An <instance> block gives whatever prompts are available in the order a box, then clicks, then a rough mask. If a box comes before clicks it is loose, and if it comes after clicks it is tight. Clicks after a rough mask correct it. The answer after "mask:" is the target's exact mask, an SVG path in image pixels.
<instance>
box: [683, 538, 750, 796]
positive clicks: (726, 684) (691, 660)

--

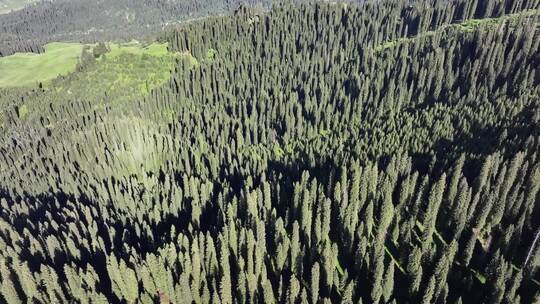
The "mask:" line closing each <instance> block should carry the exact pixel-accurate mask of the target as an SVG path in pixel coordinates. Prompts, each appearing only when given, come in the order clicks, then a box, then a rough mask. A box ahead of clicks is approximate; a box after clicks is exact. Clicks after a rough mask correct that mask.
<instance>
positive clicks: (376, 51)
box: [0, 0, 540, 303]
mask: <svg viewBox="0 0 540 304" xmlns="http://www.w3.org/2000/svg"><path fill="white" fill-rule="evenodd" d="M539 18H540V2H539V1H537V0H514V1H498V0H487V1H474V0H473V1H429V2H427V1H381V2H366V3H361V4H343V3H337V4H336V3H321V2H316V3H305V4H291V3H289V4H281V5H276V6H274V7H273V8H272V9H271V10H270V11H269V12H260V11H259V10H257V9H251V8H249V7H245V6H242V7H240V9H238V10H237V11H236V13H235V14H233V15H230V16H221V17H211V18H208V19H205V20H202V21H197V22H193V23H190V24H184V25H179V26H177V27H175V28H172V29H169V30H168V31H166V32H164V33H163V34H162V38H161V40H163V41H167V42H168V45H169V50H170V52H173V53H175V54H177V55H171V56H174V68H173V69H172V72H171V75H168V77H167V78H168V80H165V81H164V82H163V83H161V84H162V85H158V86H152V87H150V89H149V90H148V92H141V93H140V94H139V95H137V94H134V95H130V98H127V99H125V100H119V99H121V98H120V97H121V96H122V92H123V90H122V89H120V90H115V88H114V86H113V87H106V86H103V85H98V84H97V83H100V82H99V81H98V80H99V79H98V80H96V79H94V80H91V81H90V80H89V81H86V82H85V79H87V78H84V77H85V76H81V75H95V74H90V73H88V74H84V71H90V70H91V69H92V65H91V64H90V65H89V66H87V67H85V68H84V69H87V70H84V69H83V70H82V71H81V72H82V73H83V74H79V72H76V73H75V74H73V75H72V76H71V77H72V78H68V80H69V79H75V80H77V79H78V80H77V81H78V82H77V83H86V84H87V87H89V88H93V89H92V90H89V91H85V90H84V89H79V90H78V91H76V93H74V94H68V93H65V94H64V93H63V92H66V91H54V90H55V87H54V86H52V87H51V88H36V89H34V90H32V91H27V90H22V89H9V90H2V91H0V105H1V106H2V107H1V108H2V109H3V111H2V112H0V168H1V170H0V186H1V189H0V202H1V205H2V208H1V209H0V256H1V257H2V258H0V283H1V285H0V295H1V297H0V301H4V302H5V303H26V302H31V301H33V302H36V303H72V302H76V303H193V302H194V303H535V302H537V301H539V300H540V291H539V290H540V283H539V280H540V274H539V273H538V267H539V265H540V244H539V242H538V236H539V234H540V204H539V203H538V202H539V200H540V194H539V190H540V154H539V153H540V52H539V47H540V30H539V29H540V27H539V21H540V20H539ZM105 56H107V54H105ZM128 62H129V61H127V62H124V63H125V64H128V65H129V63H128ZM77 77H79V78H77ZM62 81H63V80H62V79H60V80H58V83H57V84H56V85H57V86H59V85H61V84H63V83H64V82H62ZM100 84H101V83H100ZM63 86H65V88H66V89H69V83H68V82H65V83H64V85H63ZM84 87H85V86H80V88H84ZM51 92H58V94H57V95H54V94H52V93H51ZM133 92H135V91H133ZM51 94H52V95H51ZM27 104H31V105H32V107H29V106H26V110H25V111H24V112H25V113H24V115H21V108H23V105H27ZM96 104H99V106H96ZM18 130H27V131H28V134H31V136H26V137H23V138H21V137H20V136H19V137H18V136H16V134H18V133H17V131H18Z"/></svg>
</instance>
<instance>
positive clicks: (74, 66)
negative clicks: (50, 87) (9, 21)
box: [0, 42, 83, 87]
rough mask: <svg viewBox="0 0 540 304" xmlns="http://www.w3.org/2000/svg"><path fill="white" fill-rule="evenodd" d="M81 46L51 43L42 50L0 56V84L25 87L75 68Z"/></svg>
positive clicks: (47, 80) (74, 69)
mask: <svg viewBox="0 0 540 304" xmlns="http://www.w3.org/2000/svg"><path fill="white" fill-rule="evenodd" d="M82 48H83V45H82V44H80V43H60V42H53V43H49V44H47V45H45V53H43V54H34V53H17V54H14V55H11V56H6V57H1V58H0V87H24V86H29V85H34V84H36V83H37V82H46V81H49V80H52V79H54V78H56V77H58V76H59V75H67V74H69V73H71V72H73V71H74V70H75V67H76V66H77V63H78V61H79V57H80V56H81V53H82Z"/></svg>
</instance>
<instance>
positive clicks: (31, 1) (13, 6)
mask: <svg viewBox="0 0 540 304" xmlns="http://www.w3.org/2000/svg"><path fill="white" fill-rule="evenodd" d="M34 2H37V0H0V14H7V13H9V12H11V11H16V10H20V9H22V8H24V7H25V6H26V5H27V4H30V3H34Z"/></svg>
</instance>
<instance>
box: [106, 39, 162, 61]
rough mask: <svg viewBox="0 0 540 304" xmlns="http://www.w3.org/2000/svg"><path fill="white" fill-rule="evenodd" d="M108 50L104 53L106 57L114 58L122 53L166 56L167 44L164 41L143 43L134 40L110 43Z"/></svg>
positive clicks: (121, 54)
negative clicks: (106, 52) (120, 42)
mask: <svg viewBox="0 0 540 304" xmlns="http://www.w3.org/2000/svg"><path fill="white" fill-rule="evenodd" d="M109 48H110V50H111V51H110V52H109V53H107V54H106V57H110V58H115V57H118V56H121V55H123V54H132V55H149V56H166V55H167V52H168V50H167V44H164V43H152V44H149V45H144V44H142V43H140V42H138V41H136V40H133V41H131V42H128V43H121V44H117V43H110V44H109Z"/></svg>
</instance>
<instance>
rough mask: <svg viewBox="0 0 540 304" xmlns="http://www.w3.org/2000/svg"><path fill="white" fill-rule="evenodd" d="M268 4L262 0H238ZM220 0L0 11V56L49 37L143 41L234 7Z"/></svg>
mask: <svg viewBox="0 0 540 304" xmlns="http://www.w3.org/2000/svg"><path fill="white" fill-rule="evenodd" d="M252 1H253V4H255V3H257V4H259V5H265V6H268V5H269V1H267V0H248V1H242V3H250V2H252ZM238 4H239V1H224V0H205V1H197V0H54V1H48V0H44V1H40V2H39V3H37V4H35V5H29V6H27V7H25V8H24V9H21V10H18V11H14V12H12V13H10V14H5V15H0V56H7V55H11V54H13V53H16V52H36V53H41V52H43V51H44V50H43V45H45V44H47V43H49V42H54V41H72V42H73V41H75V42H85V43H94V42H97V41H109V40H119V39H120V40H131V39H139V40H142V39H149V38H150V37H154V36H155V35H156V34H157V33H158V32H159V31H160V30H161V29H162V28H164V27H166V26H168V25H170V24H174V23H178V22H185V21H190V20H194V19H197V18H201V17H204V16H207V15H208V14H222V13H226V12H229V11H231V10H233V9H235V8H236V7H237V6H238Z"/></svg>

--

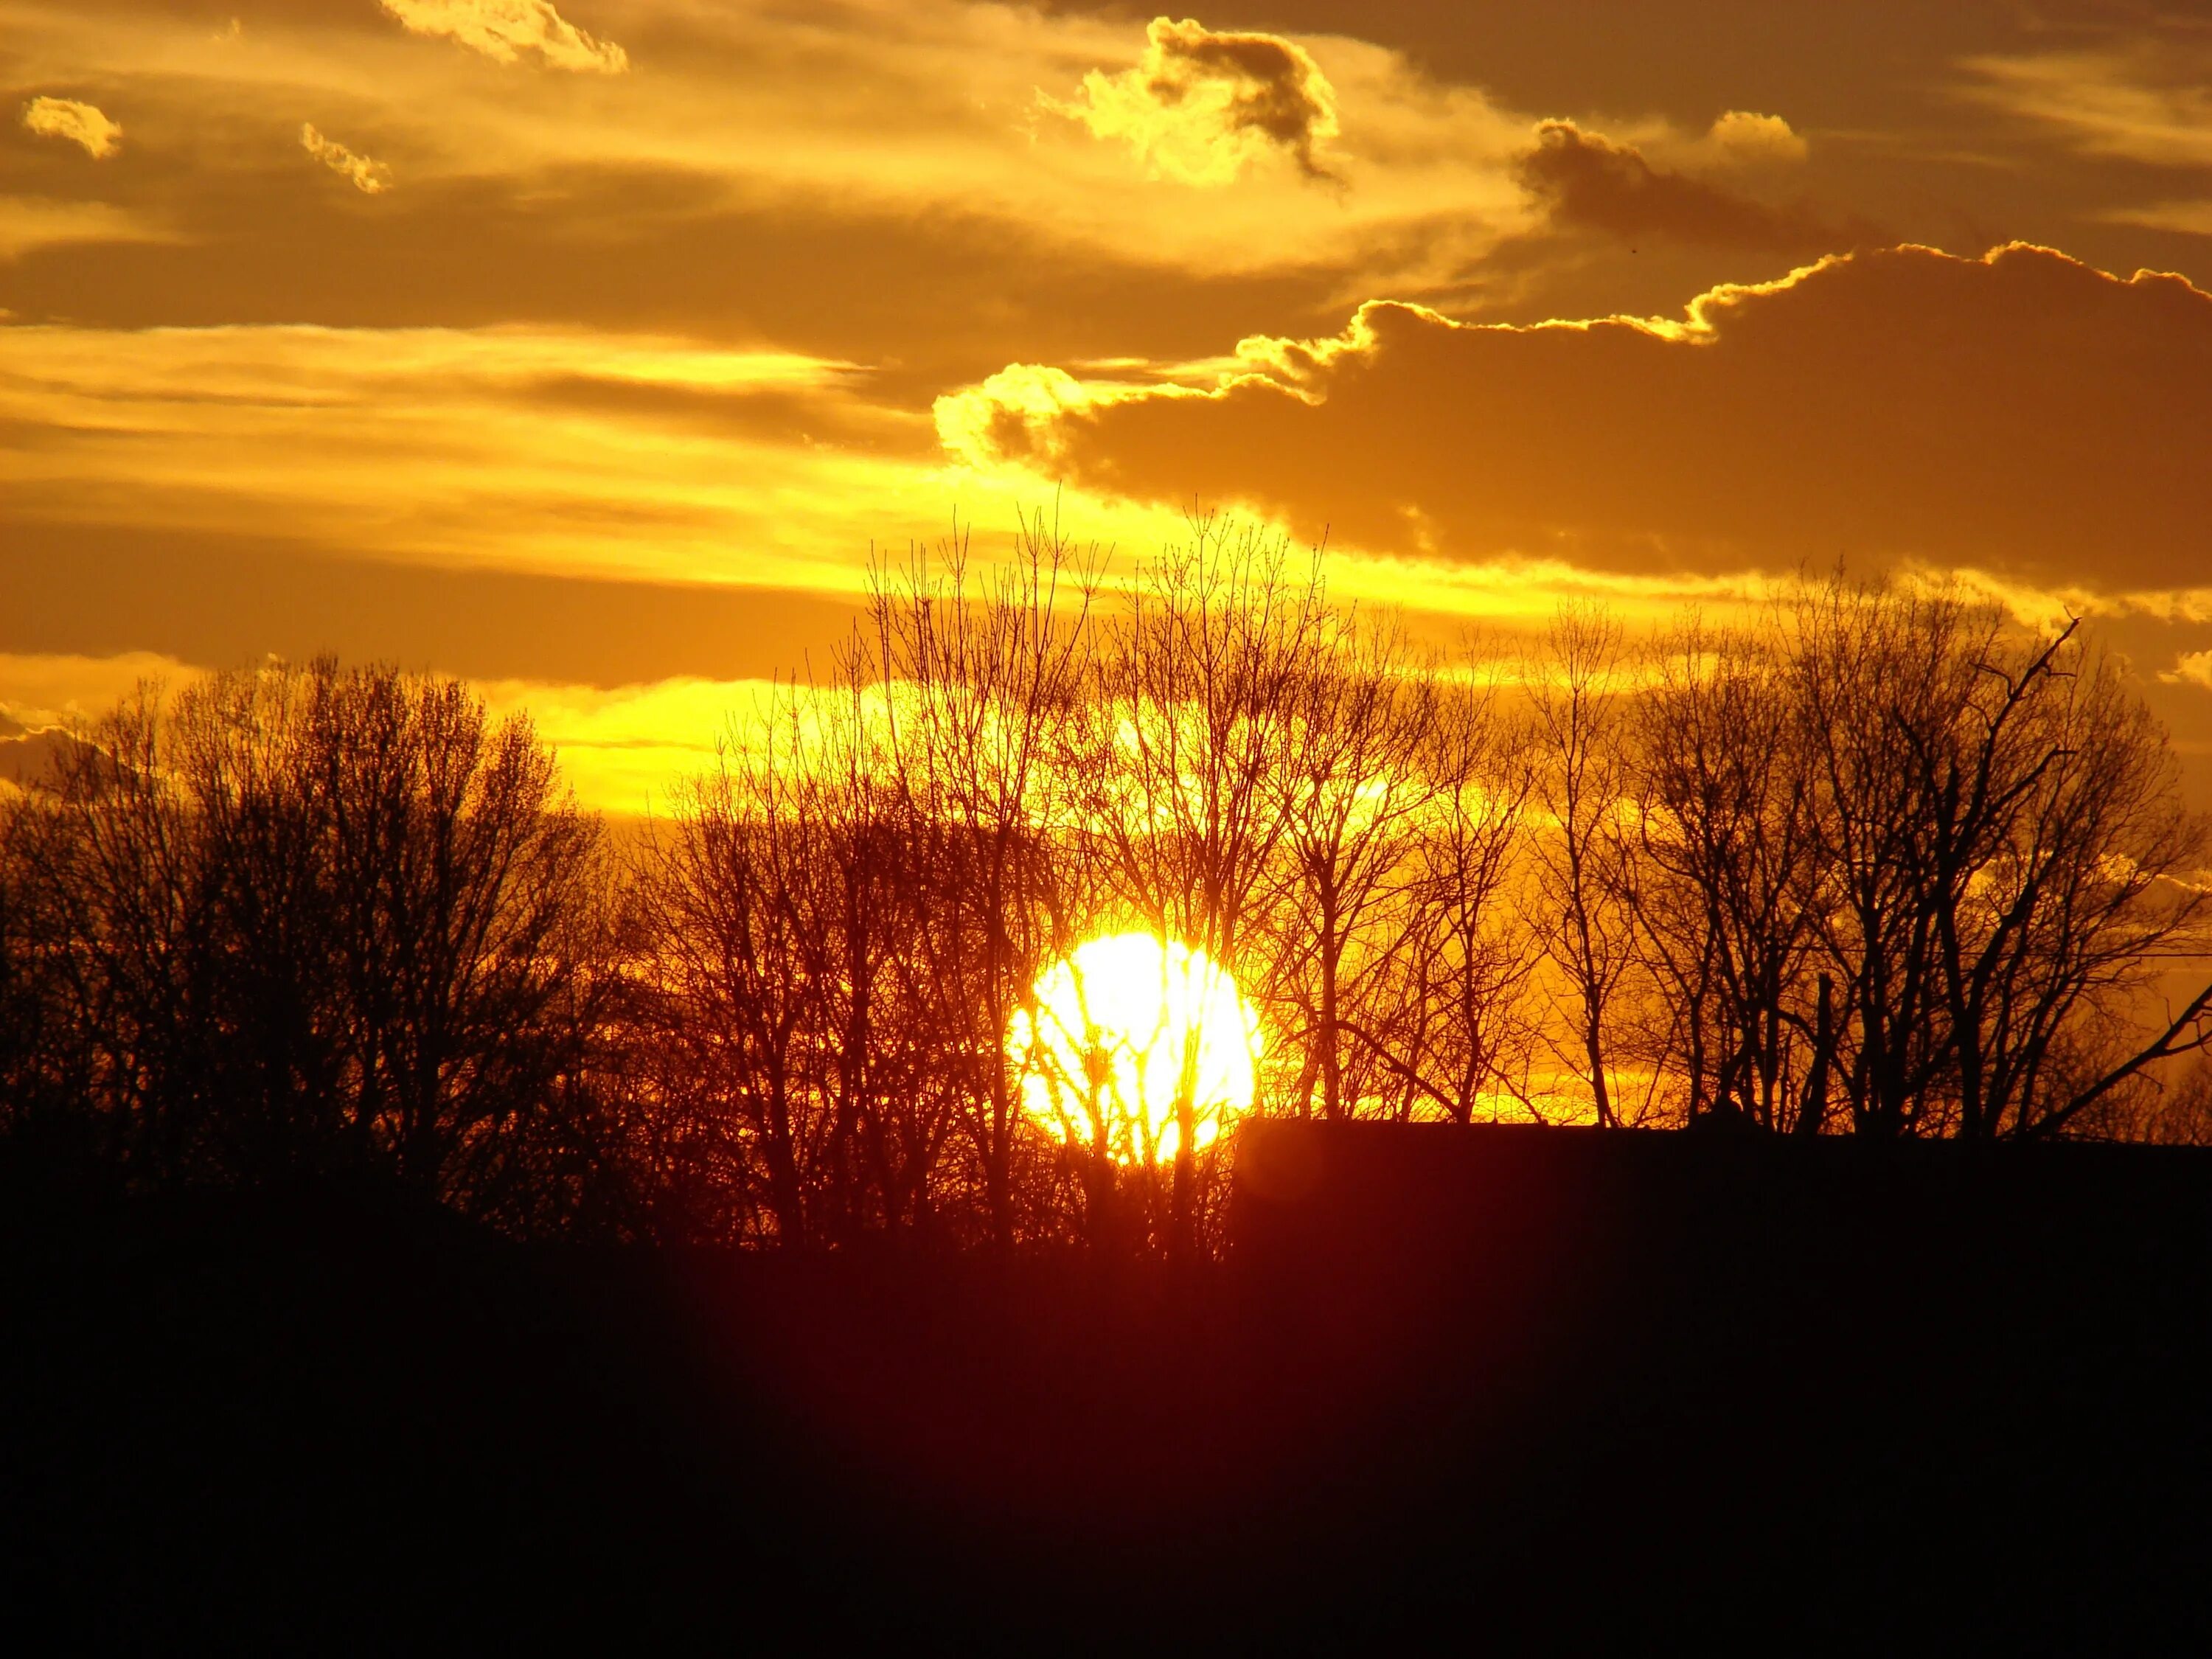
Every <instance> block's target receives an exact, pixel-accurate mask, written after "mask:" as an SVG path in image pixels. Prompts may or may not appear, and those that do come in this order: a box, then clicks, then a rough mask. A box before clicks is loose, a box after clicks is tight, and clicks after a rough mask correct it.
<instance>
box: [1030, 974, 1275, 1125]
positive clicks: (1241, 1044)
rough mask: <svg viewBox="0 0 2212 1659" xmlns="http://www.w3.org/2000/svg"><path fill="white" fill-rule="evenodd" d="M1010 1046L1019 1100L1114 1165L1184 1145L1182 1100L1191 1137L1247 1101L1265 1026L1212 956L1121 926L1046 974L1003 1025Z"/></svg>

• [WHAT THE EXERCISE ASKS]
Retype every line exactly, from the line containing "Every <instance> block's" down to the line containing "positive clicks: (1241, 1044)", both included.

• [SOLUTION]
Every <instance> block's target receives an exact, pixel-accurate mask, written after "mask:" as an SVG path in image pixels. Prompts may or may not appear, and those that do come in this order: a box, then clicks, then a rough mask. A box before clicks is loose, a box after clicks is tight, and clicks after a rough mask correct it.
<instance>
box: [1030, 974, 1275, 1125]
positive clicks: (1241, 1044)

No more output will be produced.